Reproduce verbatim the lines of the material from the line containing "tag the green grass" through the last line of the material, including both.

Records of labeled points
(begin)

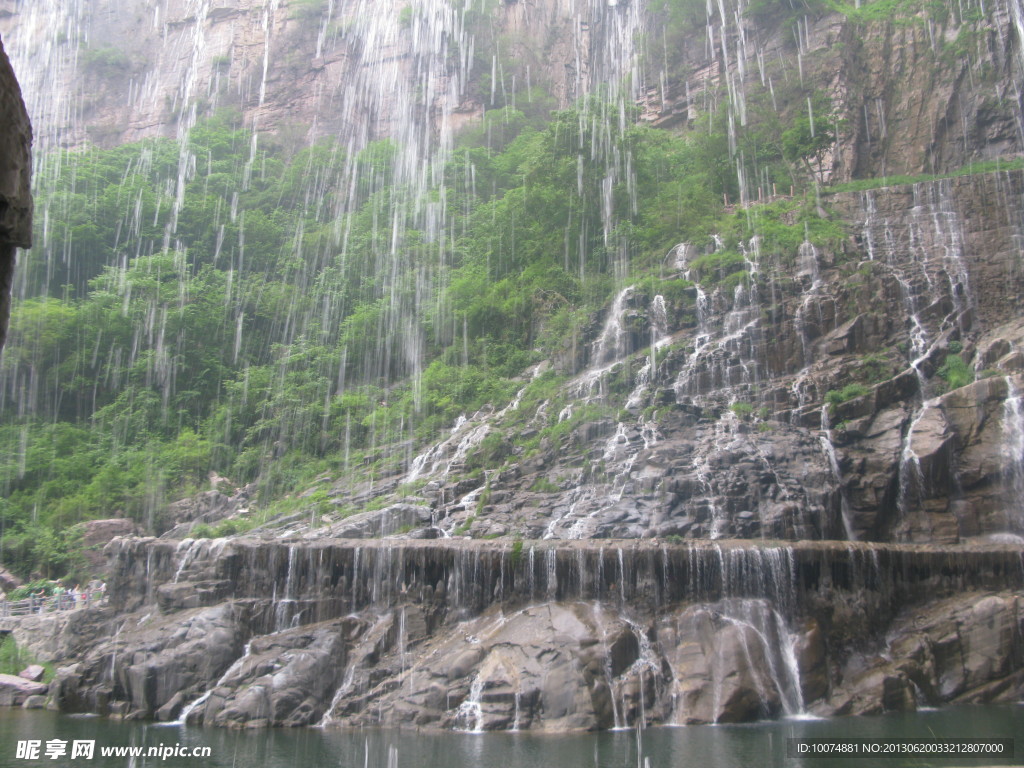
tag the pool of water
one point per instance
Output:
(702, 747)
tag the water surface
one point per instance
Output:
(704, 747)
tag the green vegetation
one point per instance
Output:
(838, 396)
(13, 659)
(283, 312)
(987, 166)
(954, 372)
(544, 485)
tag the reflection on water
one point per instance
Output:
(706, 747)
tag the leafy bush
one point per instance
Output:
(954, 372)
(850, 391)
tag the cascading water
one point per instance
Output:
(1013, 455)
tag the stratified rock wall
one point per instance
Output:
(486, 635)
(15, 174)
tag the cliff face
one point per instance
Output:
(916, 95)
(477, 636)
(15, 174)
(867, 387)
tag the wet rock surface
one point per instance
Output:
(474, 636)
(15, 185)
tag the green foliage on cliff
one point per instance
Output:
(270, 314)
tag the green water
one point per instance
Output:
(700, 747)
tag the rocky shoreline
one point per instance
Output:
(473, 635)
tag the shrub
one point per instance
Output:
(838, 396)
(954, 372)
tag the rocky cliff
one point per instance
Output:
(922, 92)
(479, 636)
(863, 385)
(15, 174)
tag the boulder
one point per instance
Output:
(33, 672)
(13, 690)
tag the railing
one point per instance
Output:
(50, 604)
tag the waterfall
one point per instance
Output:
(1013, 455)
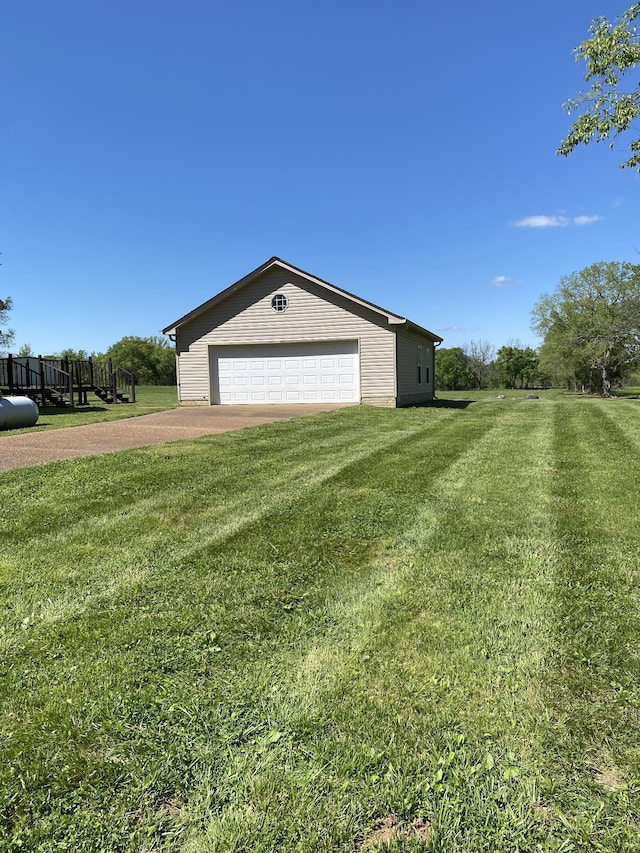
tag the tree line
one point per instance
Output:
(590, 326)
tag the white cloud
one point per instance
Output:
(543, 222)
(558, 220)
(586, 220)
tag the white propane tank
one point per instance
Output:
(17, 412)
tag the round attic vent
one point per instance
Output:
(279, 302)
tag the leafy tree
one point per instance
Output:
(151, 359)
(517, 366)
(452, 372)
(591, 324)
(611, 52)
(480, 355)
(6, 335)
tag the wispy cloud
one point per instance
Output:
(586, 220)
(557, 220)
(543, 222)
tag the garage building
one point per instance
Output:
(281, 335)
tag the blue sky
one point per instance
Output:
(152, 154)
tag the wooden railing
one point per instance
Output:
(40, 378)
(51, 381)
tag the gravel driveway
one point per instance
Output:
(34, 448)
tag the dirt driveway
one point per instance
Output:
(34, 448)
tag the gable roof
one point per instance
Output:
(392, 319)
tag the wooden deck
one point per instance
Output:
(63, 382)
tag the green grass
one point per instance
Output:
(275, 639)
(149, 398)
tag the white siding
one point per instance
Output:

(end)

# Task solution
tag the green grass
one point per instance
Output:
(275, 639)
(149, 398)
tag the white siding
one point per instance
Output:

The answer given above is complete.